*** SUPPLIED RECORDS ***
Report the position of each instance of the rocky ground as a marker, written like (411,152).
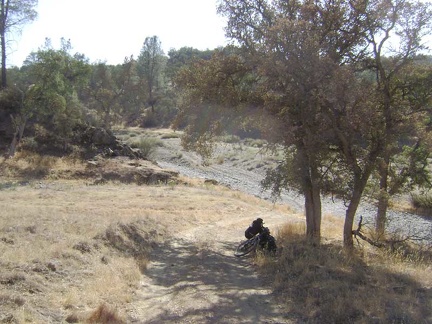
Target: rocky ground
(241,175)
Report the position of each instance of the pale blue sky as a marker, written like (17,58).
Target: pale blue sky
(109,30)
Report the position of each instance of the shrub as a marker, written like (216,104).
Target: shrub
*** End of SUPPLIED RECORDS ***
TASK TO CARRY OUT
Copy out all the data above exactly, pictures excluded.

OUTPUT OF THE EXERCISE
Report the position of each instance of the rocky ground as a marker, written like (411,152).
Target: rocky ground
(241,175)
Report the position of each instance of the pale blue sky as a marker, written like (17,58).
Target: pale blue sky
(109,30)
Report the position of each instance of the shrub as a marker, written like (216,104).
Target: shrub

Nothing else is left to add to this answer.